# [Problem to solve]
Turn all the rows below into a numbered list of their lines, skipping any blank lines. Leave the pictures out.

# [Input records]
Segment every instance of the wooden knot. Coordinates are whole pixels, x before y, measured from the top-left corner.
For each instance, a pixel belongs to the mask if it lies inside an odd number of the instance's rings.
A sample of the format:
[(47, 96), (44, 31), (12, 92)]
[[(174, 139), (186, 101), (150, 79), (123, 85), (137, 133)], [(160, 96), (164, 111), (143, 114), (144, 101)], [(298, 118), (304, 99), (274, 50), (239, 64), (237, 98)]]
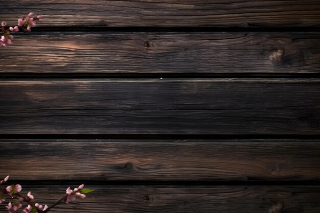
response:
[(273, 49), (269, 52), (269, 60), (273, 64), (279, 64), (281, 62), (284, 55), (283, 48)]
[(133, 167), (132, 166), (132, 163), (130, 163), (126, 164), (124, 166), (124, 168), (126, 170), (131, 170), (131, 169), (132, 169), (132, 167)]
[(269, 208), (268, 213), (281, 213), (283, 210), (283, 204), (278, 203), (275, 204), (271, 205)]
[(145, 46), (145, 48), (150, 48), (151, 46), (149, 41), (146, 41), (144, 44), (144, 45)]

# [Solution to the problem]
1. Segment every instance of the wooden knot. Coordinates are whole pixels, x before y, measured from the top-left corner.
2. For each instance, a pixel belongs to the mask if it lies inside an odd number of the instance's rings.
3. A sample of the format:
4. [(47, 96), (44, 31), (12, 92)]
5. [[(174, 139), (186, 101), (150, 79), (123, 85), (137, 133)], [(160, 96), (164, 111), (143, 114), (144, 101)], [(298, 118), (304, 99), (274, 50), (239, 64), (237, 98)]]
6. response:
7. [(273, 49), (269, 52), (269, 60), (273, 64), (279, 64), (281, 62), (284, 55), (283, 48)]
8. [(133, 167), (132, 166), (132, 163), (130, 163), (126, 164), (124, 166), (124, 168), (126, 170), (131, 170), (131, 169), (132, 169), (132, 167)]
9. [(269, 208), (268, 213), (281, 213), (283, 210), (283, 204), (278, 203), (275, 204), (271, 205)]
10. [(145, 46), (145, 48), (150, 48), (151, 46), (149, 41), (146, 41), (144, 44), (144, 45)]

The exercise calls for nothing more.